• [YOUR OBJECTIVE] Each line from the one containing "Lane-count request: drop a dot on each instance of the green" to the final line of the listing below must be transcribed exactly; all others are left out.

• [SUPPLIED MATERIAL]
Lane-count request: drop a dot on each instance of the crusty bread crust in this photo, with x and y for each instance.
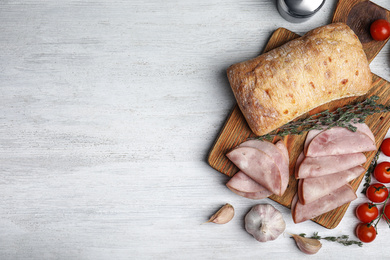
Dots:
(325, 64)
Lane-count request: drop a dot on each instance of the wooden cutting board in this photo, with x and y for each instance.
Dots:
(358, 15)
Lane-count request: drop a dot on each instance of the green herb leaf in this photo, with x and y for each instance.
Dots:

• [REPLY TO THE EXERCISE]
Lane-count request: drop a dot on each instance of the green herb leaf in this photo, with x and y for each instance.
Dots:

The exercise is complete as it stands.